Data for review: Begin

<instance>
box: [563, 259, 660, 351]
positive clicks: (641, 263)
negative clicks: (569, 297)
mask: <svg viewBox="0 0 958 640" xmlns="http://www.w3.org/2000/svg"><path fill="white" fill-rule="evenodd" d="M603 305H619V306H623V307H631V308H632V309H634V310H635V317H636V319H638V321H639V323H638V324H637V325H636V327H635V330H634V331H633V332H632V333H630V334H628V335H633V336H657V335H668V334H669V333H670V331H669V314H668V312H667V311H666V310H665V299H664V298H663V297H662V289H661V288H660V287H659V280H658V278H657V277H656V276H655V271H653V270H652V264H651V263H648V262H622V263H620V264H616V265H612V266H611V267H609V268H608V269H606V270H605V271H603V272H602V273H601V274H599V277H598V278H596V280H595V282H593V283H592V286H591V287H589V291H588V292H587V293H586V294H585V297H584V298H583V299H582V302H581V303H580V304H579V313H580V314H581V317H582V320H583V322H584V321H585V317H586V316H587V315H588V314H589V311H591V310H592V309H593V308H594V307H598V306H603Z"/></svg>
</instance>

Data for review: End

Echo every row back verbatim, character for character.

**Task answer**
<instance>
box: [563, 259, 660, 351]
positive clicks: (641, 263)
negative clicks: (569, 297)
mask: <svg viewBox="0 0 958 640" xmlns="http://www.w3.org/2000/svg"><path fill="white" fill-rule="evenodd" d="M603 305H619V306H623V307H631V308H632V309H634V310H635V317H636V319H638V321H639V323H638V324H637V325H636V327H635V330H634V331H633V332H632V333H630V334H628V335H633V336H657V335H668V334H669V333H670V331H669V314H668V312H667V311H666V310H665V299H664V298H663V297H662V289H661V288H660V287H659V280H658V278H657V277H656V276H655V271H653V270H652V264H651V263H648V262H622V263H620V264H616V265H612V266H611V267H609V268H608V269H606V270H605V271H603V272H602V273H601V274H599V277H598V278H596V280H595V282H593V283H592V286H591V287H589V291H588V292H587V293H586V294H585V297H584V298H583V299H582V302H581V303H580V304H579V313H580V314H581V317H582V320H583V322H584V321H585V317H586V316H587V315H588V314H589V311H591V310H592V309H593V308H594V307H598V306H603Z"/></svg>
</instance>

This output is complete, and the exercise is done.